*** Document segment ***

I have to admit that there are a few more things I just don't understand. For example, the U. S. unemployment rate is over 15%, yet the stock markets are near record highs. It's not just stocks. CNBC recently reported that banks are taking in record deposits -- an increase of over $2 trillion in the last six months -- and the savings rate among Americans recently hit 33% of income. I guess what we need is . . . more unemployment?
Also, I marvel in our age of super-fast electronics. You don't even have to go to the bank to deposit a check. You can do it on your phone. And when was the last time you even used a check anyway? Yet even with the high unemployment rate there is one job category that's expanding -- couriers and messengers. I thought couriers and messengers went out with the Civil War. But according to the U. S. Labor Department there are now 904,000 Americans employed as couriers and messengers, up from 859,000 in January. Go figure.
Something else I don't understand. In April there were roughly 30,000 new cases of Covid-19 per day. Victims were flooding hospitals. People were panicked. They stayed home as schools were shut down and stores and restaurants were closed. Roads were empty of traffic. Only essential places like supermarkets and pharmacies were allowed to stay open.
Now, today, new cases of Covid-19 are over 50,000 a day. Almost twice as many as April. Hospitals are still crowded; the death toll mounts. Yet the stores are open (yes, with restrictions). The restaurants are crowded. Traffic is back to normal. People are having parties. What am I missing?
Like I said, all this just adds to what I've already admitted in that previous post Things I Just Don't Understand.

*** End of Document segment ***
*** Data extracts ***

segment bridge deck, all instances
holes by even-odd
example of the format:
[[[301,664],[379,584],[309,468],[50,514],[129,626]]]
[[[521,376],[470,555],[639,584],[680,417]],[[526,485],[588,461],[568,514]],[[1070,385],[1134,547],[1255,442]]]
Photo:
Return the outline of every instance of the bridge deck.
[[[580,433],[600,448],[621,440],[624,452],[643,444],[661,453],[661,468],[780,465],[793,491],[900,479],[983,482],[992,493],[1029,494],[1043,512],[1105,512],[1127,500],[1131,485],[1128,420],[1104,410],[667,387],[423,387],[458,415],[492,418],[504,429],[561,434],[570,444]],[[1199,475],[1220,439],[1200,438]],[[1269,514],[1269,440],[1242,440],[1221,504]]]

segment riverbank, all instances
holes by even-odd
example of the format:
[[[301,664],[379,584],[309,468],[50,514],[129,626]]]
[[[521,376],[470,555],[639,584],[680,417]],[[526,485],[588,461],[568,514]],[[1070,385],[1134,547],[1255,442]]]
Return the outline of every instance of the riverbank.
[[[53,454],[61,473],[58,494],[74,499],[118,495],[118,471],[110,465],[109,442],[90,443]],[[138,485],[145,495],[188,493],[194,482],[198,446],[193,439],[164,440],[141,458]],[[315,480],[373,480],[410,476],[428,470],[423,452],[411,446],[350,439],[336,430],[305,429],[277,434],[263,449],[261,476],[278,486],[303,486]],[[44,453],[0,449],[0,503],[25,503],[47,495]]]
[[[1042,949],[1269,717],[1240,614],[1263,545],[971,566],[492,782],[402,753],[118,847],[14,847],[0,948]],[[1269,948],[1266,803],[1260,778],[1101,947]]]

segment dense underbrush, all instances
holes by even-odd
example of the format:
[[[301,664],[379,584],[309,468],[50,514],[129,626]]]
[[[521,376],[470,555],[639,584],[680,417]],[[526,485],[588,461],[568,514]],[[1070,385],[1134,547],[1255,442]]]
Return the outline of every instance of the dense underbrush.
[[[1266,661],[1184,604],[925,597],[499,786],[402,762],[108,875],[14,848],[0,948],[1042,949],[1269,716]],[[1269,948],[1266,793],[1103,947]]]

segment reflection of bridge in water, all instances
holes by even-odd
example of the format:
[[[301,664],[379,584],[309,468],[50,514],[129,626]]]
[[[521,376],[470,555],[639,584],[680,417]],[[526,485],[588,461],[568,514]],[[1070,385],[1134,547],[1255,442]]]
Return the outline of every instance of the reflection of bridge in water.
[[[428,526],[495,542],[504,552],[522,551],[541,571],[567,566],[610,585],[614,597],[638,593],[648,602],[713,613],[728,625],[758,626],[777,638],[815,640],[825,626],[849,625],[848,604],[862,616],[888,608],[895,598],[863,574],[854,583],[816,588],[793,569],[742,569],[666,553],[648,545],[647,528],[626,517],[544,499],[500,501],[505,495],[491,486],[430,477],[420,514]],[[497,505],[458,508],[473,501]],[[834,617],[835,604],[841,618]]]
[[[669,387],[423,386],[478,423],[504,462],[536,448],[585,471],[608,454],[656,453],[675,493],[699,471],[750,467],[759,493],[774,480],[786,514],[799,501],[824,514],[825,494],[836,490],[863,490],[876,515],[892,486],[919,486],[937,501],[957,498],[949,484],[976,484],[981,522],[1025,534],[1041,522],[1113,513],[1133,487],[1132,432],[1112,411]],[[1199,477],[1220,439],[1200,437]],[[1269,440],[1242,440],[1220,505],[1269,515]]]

*** End of Data extracts ***

* **Problems and tasks**:
#1 Which places does the post say were shut down or closed in April?
#2 Edit the post's passage from "Also, I marvel" to "to stay open.", changing each "couriers and messengers" to "delivery workers".

* **Expected responses**:
#1 Schools, stores and restaurants.

#2
Also, I marvel in our age of super-fast electronics. You don't even have to go to the bank to deposit a check. You can do it on your phone. And when was the last time you even used a check anyway? Yet even with the high unemployment rate there is one job category that's expanding -- delivery workers. I thought delivery workers went out with the Civil War. But according to the U. S. Labor Department there are now 904,000 Americans employed as delivery workers, up from 859,000 in January. Go figure.
Something else I don't understand. In April there were roughly 30,000 new cases of Covid-19 per day. Victims were flooding hospitals. People were panicked. They stayed home as schools were shut down and stores and restaurants were closed. Roads were empty of traffic. Only essential places like supermarkets and pharmacies were allowed to stay open.